***** Data for this task *****

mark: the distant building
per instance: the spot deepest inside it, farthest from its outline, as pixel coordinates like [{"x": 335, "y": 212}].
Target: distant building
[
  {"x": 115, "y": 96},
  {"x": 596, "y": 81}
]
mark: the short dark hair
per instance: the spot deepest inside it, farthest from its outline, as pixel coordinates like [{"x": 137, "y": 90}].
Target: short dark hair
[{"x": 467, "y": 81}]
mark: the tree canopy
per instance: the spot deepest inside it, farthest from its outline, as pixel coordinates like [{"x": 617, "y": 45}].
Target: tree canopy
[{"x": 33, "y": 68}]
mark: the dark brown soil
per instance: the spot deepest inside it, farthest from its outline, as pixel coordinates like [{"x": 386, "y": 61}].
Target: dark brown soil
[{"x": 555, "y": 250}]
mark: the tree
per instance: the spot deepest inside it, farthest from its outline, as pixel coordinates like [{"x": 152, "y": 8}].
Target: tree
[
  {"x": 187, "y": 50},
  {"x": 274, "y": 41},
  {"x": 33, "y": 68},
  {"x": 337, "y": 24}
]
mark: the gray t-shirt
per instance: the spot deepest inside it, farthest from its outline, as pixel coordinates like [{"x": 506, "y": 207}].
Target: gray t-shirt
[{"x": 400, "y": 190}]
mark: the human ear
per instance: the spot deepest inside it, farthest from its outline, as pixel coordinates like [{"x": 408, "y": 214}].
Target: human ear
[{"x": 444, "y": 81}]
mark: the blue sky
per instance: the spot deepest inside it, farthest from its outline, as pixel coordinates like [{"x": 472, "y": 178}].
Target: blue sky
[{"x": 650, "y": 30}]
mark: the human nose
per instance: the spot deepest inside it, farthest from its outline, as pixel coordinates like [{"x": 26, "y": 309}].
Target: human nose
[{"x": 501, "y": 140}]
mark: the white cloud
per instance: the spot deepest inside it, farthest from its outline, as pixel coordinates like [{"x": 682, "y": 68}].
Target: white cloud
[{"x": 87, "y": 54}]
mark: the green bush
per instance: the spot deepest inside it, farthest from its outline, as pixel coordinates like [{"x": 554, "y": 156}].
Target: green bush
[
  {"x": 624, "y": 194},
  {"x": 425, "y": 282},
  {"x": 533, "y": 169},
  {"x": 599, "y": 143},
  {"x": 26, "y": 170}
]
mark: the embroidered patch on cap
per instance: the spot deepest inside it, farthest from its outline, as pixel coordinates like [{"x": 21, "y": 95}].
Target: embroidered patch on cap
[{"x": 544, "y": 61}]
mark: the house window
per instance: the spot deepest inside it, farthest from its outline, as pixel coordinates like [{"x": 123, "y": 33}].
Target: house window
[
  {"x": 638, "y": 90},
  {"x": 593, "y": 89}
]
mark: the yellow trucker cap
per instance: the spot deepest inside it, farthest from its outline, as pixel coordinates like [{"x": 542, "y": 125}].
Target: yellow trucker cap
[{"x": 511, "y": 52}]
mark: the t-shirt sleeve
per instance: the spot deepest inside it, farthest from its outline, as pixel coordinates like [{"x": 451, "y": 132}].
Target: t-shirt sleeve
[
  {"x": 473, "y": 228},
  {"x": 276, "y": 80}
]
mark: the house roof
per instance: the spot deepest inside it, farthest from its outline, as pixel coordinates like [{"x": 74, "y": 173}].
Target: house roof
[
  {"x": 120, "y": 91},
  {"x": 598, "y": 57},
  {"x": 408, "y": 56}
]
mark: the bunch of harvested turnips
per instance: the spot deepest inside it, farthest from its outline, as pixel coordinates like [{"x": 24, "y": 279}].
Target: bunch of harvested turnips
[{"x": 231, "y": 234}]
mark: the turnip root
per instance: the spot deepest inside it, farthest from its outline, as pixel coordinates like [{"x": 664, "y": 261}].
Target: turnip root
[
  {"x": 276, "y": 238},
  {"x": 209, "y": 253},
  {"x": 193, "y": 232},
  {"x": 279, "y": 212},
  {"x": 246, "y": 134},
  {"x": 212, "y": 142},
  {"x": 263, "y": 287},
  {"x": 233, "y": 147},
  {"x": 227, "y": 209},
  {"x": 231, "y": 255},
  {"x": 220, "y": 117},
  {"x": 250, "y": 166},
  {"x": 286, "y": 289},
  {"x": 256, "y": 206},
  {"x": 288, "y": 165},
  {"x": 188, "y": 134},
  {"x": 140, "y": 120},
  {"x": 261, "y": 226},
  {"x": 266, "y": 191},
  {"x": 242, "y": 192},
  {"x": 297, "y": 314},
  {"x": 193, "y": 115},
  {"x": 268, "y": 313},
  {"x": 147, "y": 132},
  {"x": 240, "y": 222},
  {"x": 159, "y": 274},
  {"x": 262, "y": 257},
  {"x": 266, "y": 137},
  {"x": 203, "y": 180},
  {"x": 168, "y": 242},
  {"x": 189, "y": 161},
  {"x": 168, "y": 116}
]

*****

» **Exercise description**: Nothing in the records may be left out; copy them all exactly.

» **Answer for this exercise**:
mark: the distant building
per instance: the spot deepest inside it, farthest from its outline, as pixel coordinates like [{"x": 335, "y": 212}].
Target: distant building
[
  {"x": 115, "y": 96},
  {"x": 596, "y": 81}
]
mark: the short dark hair
per instance: the spot deepest inside it, farthest from its outline, as pixel coordinates like [{"x": 137, "y": 90}].
Target: short dark hair
[{"x": 467, "y": 81}]
mark: the tree canopy
per instance: the spot deepest inside it, farthest from its outline, as pixel coordinates like [{"x": 617, "y": 45}].
Target: tree canopy
[{"x": 33, "y": 68}]
mark: the dark brown soil
per instance: the spot deepest inside it, farthest from its outline, as pixel coordinates like [{"x": 386, "y": 61}].
Target: dark brown soil
[{"x": 555, "y": 250}]
mark: the tree
per instance: the spot deepest inside it, farthest from its outline, as pixel coordinates like [{"x": 152, "y": 8}].
Target: tree
[
  {"x": 187, "y": 50},
  {"x": 274, "y": 41},
  {"x": 33, "y": 68},
  {"x": 337, "y": 24}
]
mark: the gray t-shirt
per instance: the spot deepest inside it, farthest from its outline, as pixel coordinates like [{"x": 506, "y": 207}].
Target: gray t-shirt
[{"x": 400, "y": 190}]
mark: the human ear
per instance: the spot deepest inside it, farthest from its outline, as pixel coordinates like [{"x": 408, "y": 214}].
Target: human ear
[{"x": 444, "y": 81}]
mark: the blue sky
per instance: the spot deepest inside it, farthest from its outline, as pixel coordinates like [{"x": 472, "y": 178}].
Target: blue sky
[{"x": 650, "y": 30}]
mark: the human nose
per instance: the spot deepest inside it, farthest from its outline, as pixel coordinates like [{"x": 26, "y": 309}].
Target: human nose
[{"x": 501, "y": 140}]
mark: the white cloud
per instance: the spot deepest inside it, farthest from its outline, as pixel coordinates like [{"x": 682, "y": 68}].
Target: white cloud
[{"x": 87, "y": 54}]
mark: the green bush
per instance: the spot deepest inside it, farthest from its outline, as pixel coordinates like [{"x": 554, "y": 156}].
Target: green bush
[
  {"x": 624, "y": 194},
  {"x": 425, "y": 282},
  {"x": 533, "y": 169},
  {"x": 599, "y": 143},
  {"x": 26, "y": 170}
]
mark: the embroidered patch on cap
per instance: the spot deepest inside it, farthest from its outline, as pixel coordinates like [{"x": 21, "y": 95}].
Target: embroidered patch on cap
[{"x": 544, "y": 61}]
mark: the house window
per instance: the spot deepest inside it, farthest from its outline, as pixel coordinates like [{"x": 123, "y": 33}].
Target: house window
[
  {"x": 638, "y": 90},
  {"x": 593, "y": 89}
]
mark: the yellow trucker cap
per instance: the spot deepest inside it, farthest from its outline, as pixel coordinates like [{"x": 542, "y": 125}].
Target: yellow trucker cap
[{"x": 511, "y": 52}]
mark: the t-shirt sleeve
per instance: the spot deepest inside it, farthest from its outline, as pixel coordinates like [{"x": 451, "y": 132}].
Target: t-shirt sleeve
[
  {"x": 473, "y": 228},
  {"x": 276, "y": 80}
]
mark: the house roof
per instance: the spot deepest inside it, farthest from its outline, as pixel coordinates like [{"x": 74, "y": 173}].
Target: house roof
[
  {"x": 120, "y": 91},
  {"x": 598, "y": 57},
  {"x": 408, "y": 56}
]
mark: the bunch of harvested turnips
per instance: the spot deepest inside it, farthest from its outline, as pixel coordinates like [{"x": 24, "y": 279}].
Target: bunch of harvested turnips
[{"x": 231, "y": 234}]
mark: the turnip root
per instance: the spot deepest inside it, farthest from its outline, as pixel coordinates like [{"x": 664, "y": 261}].
Target: turnip root
[
  {"x": 276, "y": 238},
  {"x": 209, "y": 253},
  {"x": 193, "y": 232},
  {"x": 279, "y": 212},
  {"x": 246, "y": 134},
  {"x": 212, "y": 142},
  {"x": 263, "y": 287},
  {"x": 233, "y": 147},
  {"x": 227, "y": 209},
  {"x": 231, "y": 255},
  {"x": 220, "y": 117},
  {"x": 250, "y": 166},
  {"x": 286, "y": 289},
  {"x": 256, "y": 206},
  {"x": 288, "y": 165},
  {"x": 188, "y": 134},
  {"x": 140, "y": 120},
  {"x": 261, "y": 226},
  {"x": 266, "y": 191},
  {"x": 242, "y": 192},
  {"x": 297, "y": 314},
  {"x": 193, "y": 115},
  {"x": 268, "y": 313},
  {"x": 147, "y": 132},
  {"x": 240, "y": 222},
  {"x": 159, "y": 274},
  {"x": 262, "y": 257},
  {"x": 266, "y": 137},
  {"x": 203, "y": 180},
  {"x": 168, "y": 242},
  {"x": 189, "y": 161},
  {"x": 168, "y": 116}
]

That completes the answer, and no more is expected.